### Requirements:
Swap each "Data labeling task" in the data below for "Annotation job" and write out the full data again with nothing else changed.

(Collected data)
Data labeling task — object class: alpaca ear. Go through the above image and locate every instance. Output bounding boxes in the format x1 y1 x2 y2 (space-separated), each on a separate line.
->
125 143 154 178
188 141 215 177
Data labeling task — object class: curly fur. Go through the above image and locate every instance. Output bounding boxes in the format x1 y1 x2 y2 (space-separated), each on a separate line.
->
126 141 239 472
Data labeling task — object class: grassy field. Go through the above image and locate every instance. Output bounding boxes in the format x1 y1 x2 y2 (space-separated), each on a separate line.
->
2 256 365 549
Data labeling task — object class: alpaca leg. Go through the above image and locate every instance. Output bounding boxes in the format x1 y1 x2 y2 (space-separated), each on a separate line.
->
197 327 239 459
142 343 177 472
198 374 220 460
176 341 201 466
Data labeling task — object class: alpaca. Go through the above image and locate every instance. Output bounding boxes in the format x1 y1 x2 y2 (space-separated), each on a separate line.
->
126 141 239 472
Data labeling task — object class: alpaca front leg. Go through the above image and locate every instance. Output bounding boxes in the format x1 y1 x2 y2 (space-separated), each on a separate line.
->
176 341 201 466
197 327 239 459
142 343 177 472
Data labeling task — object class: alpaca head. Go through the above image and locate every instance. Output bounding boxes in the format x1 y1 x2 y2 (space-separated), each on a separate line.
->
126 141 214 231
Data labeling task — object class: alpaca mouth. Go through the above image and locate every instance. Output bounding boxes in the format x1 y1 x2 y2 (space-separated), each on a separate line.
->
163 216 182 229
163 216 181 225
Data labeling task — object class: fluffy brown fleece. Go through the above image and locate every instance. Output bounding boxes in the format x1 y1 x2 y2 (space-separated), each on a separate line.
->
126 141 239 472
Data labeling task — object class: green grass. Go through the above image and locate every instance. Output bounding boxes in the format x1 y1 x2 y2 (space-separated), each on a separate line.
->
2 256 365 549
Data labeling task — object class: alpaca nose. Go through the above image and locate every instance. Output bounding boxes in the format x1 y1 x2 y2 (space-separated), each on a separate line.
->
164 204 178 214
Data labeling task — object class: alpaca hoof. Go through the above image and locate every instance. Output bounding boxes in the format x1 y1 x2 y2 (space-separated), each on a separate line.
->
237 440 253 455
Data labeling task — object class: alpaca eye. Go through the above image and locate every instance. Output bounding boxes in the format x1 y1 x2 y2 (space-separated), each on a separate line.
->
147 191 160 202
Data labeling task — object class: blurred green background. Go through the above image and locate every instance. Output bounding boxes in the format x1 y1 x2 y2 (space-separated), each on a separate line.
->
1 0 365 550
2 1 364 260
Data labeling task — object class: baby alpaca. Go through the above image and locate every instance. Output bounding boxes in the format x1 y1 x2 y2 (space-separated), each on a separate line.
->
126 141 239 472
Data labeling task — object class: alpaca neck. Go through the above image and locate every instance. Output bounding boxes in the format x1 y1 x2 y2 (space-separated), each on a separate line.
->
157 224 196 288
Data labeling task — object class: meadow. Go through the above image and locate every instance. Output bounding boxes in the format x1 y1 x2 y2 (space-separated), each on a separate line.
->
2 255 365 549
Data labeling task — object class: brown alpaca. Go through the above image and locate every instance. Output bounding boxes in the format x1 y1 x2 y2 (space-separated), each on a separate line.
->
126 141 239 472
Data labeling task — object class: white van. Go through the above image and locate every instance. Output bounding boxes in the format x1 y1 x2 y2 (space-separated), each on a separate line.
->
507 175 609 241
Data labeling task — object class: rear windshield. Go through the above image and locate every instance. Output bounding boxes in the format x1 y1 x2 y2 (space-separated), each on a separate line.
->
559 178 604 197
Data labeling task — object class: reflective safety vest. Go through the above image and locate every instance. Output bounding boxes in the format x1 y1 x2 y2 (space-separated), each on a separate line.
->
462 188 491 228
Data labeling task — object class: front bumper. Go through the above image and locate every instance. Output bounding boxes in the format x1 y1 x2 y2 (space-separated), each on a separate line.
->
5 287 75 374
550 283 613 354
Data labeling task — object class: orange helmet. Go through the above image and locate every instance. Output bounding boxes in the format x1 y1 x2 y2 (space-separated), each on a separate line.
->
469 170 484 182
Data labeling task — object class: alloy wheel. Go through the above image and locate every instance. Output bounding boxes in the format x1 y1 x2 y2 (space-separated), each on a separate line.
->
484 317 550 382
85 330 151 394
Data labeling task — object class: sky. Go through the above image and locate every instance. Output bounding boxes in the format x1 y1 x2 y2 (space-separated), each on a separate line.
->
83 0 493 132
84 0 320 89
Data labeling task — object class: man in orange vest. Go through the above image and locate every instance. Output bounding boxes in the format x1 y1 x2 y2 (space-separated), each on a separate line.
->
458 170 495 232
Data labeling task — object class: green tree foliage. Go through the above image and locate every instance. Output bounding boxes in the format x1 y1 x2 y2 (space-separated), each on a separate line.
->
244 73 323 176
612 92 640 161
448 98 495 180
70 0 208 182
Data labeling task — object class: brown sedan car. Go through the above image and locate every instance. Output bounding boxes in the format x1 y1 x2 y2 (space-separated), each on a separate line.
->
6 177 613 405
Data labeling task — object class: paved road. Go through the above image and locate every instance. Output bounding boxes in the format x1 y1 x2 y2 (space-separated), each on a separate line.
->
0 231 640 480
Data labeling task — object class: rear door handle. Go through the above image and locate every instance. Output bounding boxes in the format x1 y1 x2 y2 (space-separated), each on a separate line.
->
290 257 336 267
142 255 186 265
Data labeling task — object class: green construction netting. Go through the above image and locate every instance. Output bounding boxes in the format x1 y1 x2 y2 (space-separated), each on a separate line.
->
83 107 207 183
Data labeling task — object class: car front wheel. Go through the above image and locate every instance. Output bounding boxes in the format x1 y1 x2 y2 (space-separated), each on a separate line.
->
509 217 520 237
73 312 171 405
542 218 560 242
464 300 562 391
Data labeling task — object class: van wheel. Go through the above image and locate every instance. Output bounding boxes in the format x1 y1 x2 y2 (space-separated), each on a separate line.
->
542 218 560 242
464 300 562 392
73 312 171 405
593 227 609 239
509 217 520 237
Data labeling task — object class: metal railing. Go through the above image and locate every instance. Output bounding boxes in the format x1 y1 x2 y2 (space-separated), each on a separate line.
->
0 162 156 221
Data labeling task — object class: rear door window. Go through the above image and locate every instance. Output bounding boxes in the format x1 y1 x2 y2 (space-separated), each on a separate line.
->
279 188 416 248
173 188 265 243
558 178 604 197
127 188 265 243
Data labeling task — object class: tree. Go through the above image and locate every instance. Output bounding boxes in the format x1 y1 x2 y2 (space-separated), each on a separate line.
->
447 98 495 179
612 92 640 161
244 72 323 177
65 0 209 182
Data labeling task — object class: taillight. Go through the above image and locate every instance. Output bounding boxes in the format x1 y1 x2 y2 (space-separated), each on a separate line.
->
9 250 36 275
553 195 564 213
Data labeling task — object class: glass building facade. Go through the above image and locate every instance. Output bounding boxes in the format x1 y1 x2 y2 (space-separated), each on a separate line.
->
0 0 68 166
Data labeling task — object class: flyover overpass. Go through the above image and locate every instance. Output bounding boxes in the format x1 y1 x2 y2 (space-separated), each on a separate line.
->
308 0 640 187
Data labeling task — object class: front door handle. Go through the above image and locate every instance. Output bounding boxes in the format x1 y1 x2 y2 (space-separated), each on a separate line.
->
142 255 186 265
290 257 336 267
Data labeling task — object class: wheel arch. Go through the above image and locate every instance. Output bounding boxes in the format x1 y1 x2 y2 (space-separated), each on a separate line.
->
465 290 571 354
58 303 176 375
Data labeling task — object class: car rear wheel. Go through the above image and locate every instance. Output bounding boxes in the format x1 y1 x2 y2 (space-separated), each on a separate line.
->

### Solution to this problem:
Annotation job — object class: alpaca ear. Go through the above image and locate every instance. Output bounding boxes in the format x1 y1 x2 y2 (space-separated), each on a separate line.
->
125 143 154 178
188 141 215 177
Annotation job — object class: curly fur. Go through the above image and locate every instance. Output bounding boxes in the format x1 y1 x2 y2 (space-separated), each on a separate line.
->
126 141 239 472
Annotation job — object class: grassy field. Go through the above image and locate every instance. Output bounding boxes in the format x1 y1 x2 y2 (space-separated), each on a separate line.
->
2 256 365 549
Annotation job — object class: alpaca leg. Go through the above image and locate every instance. Output bounding boxes in the format x1 y1 x2 y2 (space-separated), each on a separate line.
->
197 327 239 459
142 343 177 472
198 374 220 460
176 341 201 466
Annotation job — object class: alpaca. Go through the above image and locate every instance. Output bounding boxes in the format x1 y1 x2 y2 (space-separated), each on a separate line.
->
126 141 239 472
Annotation job — object class: alpaca front leg. Go through the above image and locate every instance. Output bounding boxes in the format x1 y1 x2 y2 (space-separated), each on a separate line.
->
176 341 201 466
197 327 239 459
142 343 177 472
Annotation job — object class: alpaca head. Go through the above image and locate every instance. Output bounding boxes in the format x1 y1 x2 y2 (space-separated), each on a separate line.
->
126 141 214 231
Annotation job — object class: alpaca mouth. Go through the above image and locate every instance. Output bounding boxes in the format x1 y1 x2 y2 (space-separated), each on a separate line.
->
163 216 182 229
163 216 181 225
Annotation job — object class: fluffy brown fleece. Go through the above image and locate every instance. Output bounding boxes in the format x1 y1 x2 y2 (space-separated), each on a separate line.
->
126 141 239 472
Annotation job — object class: green grass. Go through the above image and locate every instance. Output bounding boxes in the format x1 y1 x2 y2 (space-separated), each on a separate line.
->
2 256 365 549
Annotation job — object class: alpaca nose. Go through the above image and locate every instance. Output bounding boxes in the format x1 y1 x2 y2 (space-separated), each on a separate line.
->
164 204 178 214
Annotation job — object class: alpaca hoof. Go through the above image and locate every instance. Output bounding boxes in the format x1 y1 x2 y2 (space-separated), each on a separate line.
->
237 440 253 455
Annotation job — object class: alpaca eye. Go through the above image and locate every instance. Output bounding boxes in the format x1 y1 x2 y2 (space-separated), each on a separate line.
->
147 191 160 202
Annotation job — object class: blurred green background. Go through the above image and locate every instance. Output bounding boxes in the format x1 y1 x2 y2 (space-separated), each on a separate line.
->
1 0 365 550
2 1 364 260
Annotation job — object class: baby alpaca. Go through the above image and locate every instance. Output bounding boxes in the format x1 y1 x2 y2 (space-separated), each on a separate line.
->
126 141 239 472
Annotation job — object class: alpaca neck. Go through the above image and locate every instance. Output bounding boxes in the format x1 y1 x2 y2 (space-separated), each on a separate line.
->
157 224 196 288
Annotation job — object class: meadow. Go through the above image and locate every instance. Output bounding boxes in the format x1 y1 x2 y2 (space-separated), each on a separate line.
->
2 255 365 549
Annotation job — object class: brown alpaca. Go through the above image and locate every instance. Output bounding boxes in the format x1 y1 x2 y2 (space-separated), each on a separate line.
->
126 141 239 472
Annotation job — object class: white van. Go through the above image and locate every instance. Output bounding boxes in the format x1 y1 x2 y2 (space-separated), each on a separate line.
->
507 175 609 241
Annotation job — object class: rear windshield. Go through the above image and locate every instance. Output bounding boxes in the format x1 y1 x2 y2 (space-separated), each on a separate line.
->
559 178 604 197
Annotation job — object class: reflective safety vest. Go through the above image and locate every instance. Output bounding boxes in the format x1 y1 x2 y2 (space-separated), each on a separate line.
->
462 188 491 228
Annotation job — object class: front bumper. Go through the above image and locate every instance. Output bounding boxes in the format x1 y1 x2 y2 (space-separated), each on a separate line.
->
5 287 75 374
550 283 613 354
Annotation job — object class: orange helmet. Go through the above image and locate every instance. Output bounding boxes in the format x1 y1 x2 y2 (space-separated), each on a separate line.
->
469 170 484 182
Annotation job — object class: alloy wheel. Go through the above image and locate every instance. Output bounding boxes in the format x1 y1 x2 y2 (space-separated), each on a separate line.
->
484 317 550 382
85 330 151 394
Annotation job — object class: sky. Go through the above image and locate every instance. Output bounding boxes in the format x1 y1 x2 y2 (space-separated), each on a separate line.
->
83 0 493 132
84 0 320 89
Annotation job — object class: man in orange vest. Go through the above image and locate every instance. Output bounding boxes in the format x1 y1 x2 y2 (space-separated), each on a separate line.
->
458 170 495 232
Annotation job — object class: green tree foliage. Go through the above image and locate every instance. Output bounding boxes in the format x1 y1 x2 y2 (space-separated), each on a separate line.
->
244 73 323 176
612 92 640 161
448 98 495 180
70 0 208 182
Annotation job — object class: brown sedan car. Go through the above image and locate every instance. Output bounding boxes in the format x1 y1 x2 y2 (space-separated), each on a separate line.
->
6 177 613 405
Annotation job — object class: paved road. Go through the above image and locate every instance. Output bounding boxes in the format x1 y1 x2 y2 (space-separated), each on a separate line.
->
0 231 640 480
Annotation job — object class: rear door handle. Go through the above image and locate every instance. Output bounding boxes in the format x1 y1 x2 y2 (space-separated), each on a separate line.
->
290 257 336 267
142 255 186 265
Annotation job — object class: green construction netting. Go through the above image and locate every instance. Output bounding boxes in the format x1 y1 x2 y2 (space-separated), each on a separate line.
->
83 107 207 183
Annotation job — object class: car front wheel. Go through the above image and locate every instance. Output bounding boxes in the format x1 y1 x2 y2 (space-separated), each on a separate line.
->
509 217 520 237
73 312 171 405
542 218 560 242
464 300 562 391
Annotation job — object class: van wheel. Go through the above image and locate every instance. Output bounding boxes in the format x1 y1 x2 y2 (space-separated), each on a separate line.
->
542 218 560 242
464 300 562 392
73 312 171 405
593 227 609 239
509 217 520 237
Annotation job — object class: metal railing. Go through the above image and locate every instance. Output bounding boxes in the format x1 y1 x2 y2 (space-separated), each on a separate line.
->
0 162 156 221
Annotation job — object class: rear door window. Go through the above image and locate every instance. Output bounding boxes in the format x1 y1 x2 y2 (space-separated), each on a separate line.
->
279 188 416 248
173 188 265 243
558 178 604 197
127 188 265 243
Annotation job — object class: tree. Go through the above image and locate every instance. Output bounding boxes in the format x1 y1 x2 y2 (space-separated), each on a separate line.
->
447 98 495 179
612 92 640 161
244 72 323 177
65 0 209 182
Annotation job — object class: taillight. Go through the above image and locate every instance. Output bounding boxes in the format x1 y1 x2 y2 (space-separated), each on a separate line.
->
9 250 36 275
553 195 564 213
Annotation job — object class: glass building facade. Go through the above image and locate every instance. Output bounding boxes in the format x1 y1 x2 y2 (space-separated), each on a separate line.
->
0 0 68 166
Annotation job — object class: flyover overpass. Go through the above image and locate every instance. Output bounding boxes in the format x1 y1 x2 y2 (space-separated), each on a separate line.
->
308 0 640 187
Annotation job — object class: front door handle. Go through the above image and locate every instance. Output bounding boxes in the format x1 y1 x2 y2 (space-separated), each on a separate line.
->
142 255 186 265
290 257 336 267
Annotation job — object class: wheel arch. Go through the above image and locate every instance. Output bounding boxes in the format x1 y1 x2 y2 (space-separated), each on a separate line.
->
465 290 571 354
58 303 176 375
Annotation job — object class: car rear wheel. Go through the above image and locate every instance. Output bounding boxes in the format x1 y1 x2 y2 (space-separated), each on a separate line.
->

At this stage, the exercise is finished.